---- Material

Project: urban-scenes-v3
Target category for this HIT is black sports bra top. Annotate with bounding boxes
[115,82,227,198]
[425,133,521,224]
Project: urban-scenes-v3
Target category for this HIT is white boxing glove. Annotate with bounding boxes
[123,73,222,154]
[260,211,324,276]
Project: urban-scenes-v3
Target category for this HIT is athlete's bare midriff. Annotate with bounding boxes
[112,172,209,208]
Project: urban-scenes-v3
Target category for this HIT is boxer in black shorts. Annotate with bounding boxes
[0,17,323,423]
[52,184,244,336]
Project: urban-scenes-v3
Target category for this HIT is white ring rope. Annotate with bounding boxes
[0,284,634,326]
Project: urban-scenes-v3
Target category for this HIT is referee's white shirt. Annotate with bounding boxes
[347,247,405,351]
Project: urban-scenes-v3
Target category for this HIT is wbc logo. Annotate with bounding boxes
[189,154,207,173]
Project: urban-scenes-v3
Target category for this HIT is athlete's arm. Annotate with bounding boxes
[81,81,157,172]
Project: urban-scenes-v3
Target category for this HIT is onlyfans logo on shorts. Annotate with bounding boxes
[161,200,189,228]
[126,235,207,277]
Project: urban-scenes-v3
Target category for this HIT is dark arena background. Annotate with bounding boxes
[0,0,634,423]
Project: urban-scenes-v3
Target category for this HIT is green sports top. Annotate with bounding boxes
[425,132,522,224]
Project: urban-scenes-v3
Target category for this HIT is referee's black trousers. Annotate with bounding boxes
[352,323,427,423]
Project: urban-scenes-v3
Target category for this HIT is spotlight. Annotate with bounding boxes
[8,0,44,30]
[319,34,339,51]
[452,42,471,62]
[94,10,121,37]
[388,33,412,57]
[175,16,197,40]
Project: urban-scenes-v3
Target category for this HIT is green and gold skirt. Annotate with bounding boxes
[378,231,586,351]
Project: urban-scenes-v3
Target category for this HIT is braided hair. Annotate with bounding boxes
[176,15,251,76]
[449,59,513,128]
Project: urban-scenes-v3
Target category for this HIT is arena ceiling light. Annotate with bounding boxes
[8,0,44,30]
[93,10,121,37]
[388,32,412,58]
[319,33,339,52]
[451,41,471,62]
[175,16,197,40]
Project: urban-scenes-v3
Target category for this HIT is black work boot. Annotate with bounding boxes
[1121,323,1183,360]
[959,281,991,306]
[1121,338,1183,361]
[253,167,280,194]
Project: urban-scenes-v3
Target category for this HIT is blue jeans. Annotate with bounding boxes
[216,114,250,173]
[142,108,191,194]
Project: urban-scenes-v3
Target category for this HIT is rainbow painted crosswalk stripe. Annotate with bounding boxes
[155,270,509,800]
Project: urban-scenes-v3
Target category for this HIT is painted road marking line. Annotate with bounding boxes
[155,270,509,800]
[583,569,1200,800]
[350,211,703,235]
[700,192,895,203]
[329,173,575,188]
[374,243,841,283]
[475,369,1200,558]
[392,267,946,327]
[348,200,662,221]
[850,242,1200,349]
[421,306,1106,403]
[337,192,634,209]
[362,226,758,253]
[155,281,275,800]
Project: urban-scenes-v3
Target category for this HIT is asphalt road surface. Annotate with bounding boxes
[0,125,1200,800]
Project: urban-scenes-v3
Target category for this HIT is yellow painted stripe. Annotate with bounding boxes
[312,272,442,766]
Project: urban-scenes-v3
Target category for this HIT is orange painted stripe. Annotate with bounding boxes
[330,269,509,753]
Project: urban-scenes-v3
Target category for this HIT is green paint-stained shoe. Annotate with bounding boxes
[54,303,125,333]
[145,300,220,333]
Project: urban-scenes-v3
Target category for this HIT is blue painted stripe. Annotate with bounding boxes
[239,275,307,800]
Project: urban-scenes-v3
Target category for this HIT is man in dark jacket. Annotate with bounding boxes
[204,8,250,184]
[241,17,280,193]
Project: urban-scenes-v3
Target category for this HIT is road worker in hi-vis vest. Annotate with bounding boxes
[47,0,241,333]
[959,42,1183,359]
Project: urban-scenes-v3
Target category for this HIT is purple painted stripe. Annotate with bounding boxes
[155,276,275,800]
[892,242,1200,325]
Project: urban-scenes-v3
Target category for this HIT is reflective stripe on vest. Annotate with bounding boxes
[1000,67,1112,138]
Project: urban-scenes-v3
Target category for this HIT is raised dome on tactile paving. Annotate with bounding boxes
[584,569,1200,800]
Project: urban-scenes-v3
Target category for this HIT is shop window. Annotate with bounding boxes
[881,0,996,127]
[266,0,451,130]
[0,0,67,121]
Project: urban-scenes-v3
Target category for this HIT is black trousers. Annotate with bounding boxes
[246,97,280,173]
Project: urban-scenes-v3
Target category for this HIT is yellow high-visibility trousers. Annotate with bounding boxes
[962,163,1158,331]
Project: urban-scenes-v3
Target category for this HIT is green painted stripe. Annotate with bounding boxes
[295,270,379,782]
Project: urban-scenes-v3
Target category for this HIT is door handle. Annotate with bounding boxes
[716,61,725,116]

--------

Return every one of the items above word for word, keeping each line unchanged and in its original order.

Project: urban-scenes-v3
Target category for this HIT is black sports bra top. Annotate with bounding boxes
[115,82,227,198]
[425,133,521,224]
Project: urban-scenes-v3
Target category for this HIT is white boxing glove. Annotate with bounding boxes
[123,73,222,154]
[260,211,324,276]
Project: urban-scenes-v3
Target category for this HIT is athlete's bare midriff. Annotate with bounding boxes
[112,172,209,208]
Project: urban-scenes-v3
Target category for this HIT is boxer in black shorts. Annotate with bounding boxes
[0,17,323,423]
[52,184,244,336]
Project: urban-scenes-v3
Target category for this HIT is white ring rope. Annotate with bounding boxes
[0,284,634,326]
Project: urban-scenes-v3
Target category for this HIT is referee's white shirt. Annotate with bounding boxes
[347,247,405,351]
Project: urban-scenes-v3
Target category for this HIT is wbc logo. Annotate with bounding boxes
[189,154,207,173]
Project: urban-scenes-v3
Target category for this HIT is athlete's arm. Annotate with bounding boxes
[81,81,157,172]
Project: urban-scenes-v3
Target category for this HIT is onlyfans logo on shorts. Annotate with bounding boxes
[161,200,189,228]
[126,235,207,277]
Project: urban-scenes-v3
Target category for this HIT is dark arena background. Annotate with bounding boxes
[0,0,634,423]
Project: urban-scenes-v3
Target category for this HIT is green sports top. Annotate with bounding boxes
[425,132,522,224]
Project: urban-scenes-v3
Target category for this HIT is referee's black trousers. Annotate with bounding boxes
[352,323,427,423]
Project: urban-scenes-v3
Target category for this HIT is spotlight. Annotate with bounding boxes
[8,0,44,30]
[319,34,339,51]
[452,42,471,62]
[94,10,121,37]
[388,33,412,57]
[175,16,197,40]
Project: urban-scenes-v3
Target category for this HIT is green and gold skirt. Annotate with bounding boxes
[378,231,586,351]
Project: urban-scenes-v3
Target category for this HIT is braided hair. Annotate with bounding boxes
[176,15,251,76]
[449,59,513,128]
Project: urban-scenes-v3
Target category for this HIT is arena ceiling light. Annotate with bounding boxes
[8,0,44,30]
[93,10,121,37]
[388,32,412,58]
[319,33,339,52]
[451,41,471,62]
[175,16,197,40]
Project: urban-scenes-v3
Target category for this HIT is black work boot. Annotate with bounding boxes
[1121,323,1183,360]
[959,281,991,306]
[1121,338,1183,361]
[253,167,280,194]
Project: urban-scenes-v3
Target category for this HIT is blue jeans. Annotate with bounding boxes
[216,114,250,173]
[142,108,191,194]
Project: urban-scenes-v3
Target category for this HIT is rainbow painted crosswalk stripe. Annotate with bounding boxes
[155,270,509,800]
Project: urban-scenes-v3
Target category for this HIT is painted road marking line. Annotate with bounding boxes
[155,270,509,800]
[583,569,1200,800]
[350,211,703,235]
[700,192,895,203]
[329,173,575,188]
[374,243,841,283]
[475,369,1200,558]
[392,267,946,327]
[348,200,662,221]
[850,242,1200,349]
[421,306,1106,403]
[337,192,634,209]
[362,226,758,253]
[155,281,275,800]
Project: urban-scenes-v3
Target category for this HIT is asphalt road surface. Annotate with bounding boxes
[0,125,1200,800]
Project: urban-scenes-v3
Target category for this HIT is yellow painted stripe. Annotate with bounding boxes
[312,272,442,766]
Project: urban-scenes-v3
Target category for this HIT is orange painted stripe. Annotate with bounding boxes
[330,269,509,753]
Project: urban-scenes-v3
Target category for this HIT is green paint-stained shoe. Annotate with bounding boxes
[54,303,125,333]
[145,300,220,333]
Project: urban-scenes-v3
Target category for this HIT is blue painted stripe. Annotate with bounding boxes
[239,275,307,800]
Project: urban-scenes-v3
Target category for this HIT is man in dark jacket. Annotate with bounding boxes
[204,8,250,184]
[241,17,280,193]
Project: urban-scenes-v3
Target category for this HIT is road worker in hi-vis vest. Annotate with bounding boxes
[47,0,241,333]
[959,42,1183,359]
Project: urban-scenes-v3
Target category for this HIT is purple painted stripe. Annotate with bounding boxes
[155,276,275,800]
[892,242,1200,325]
Project: urban-scenes-v3
Target category for this HIT is reflective stripe on vest. Annotate with bounding boxes
[1000,67,1112,138]
Project: urban-scenes-v3
Target category for this HIT is raised dome on tactile paving. Annotate with bounding boxes
[584,569,1200,800]
Project: urban-scenes-v3
Target category for this HIT is shop window. Annotate with bounding boxes
[881,0,996,127]
[266,0,451,130]
[0,0,67,121]
Project: urban-scenes-v3
Target category for this HIT is black trousers. Annotate with bounding boxes
[246,97,280,173]
Project: urban-scenes-v3
Target category for this HIT is yellow high-visibility trousers. Annotate with bounding boxes
[962,163,1158,331]
Project: urban-scenes-v3
Target category for this HIT is green painted stripe. Annotate with bounding boxes
[295,270,379,782]
Project: urban-scenes-v3
Target category for this HIT is door handle. Annotate with bounding boxes
[716,61,725,116]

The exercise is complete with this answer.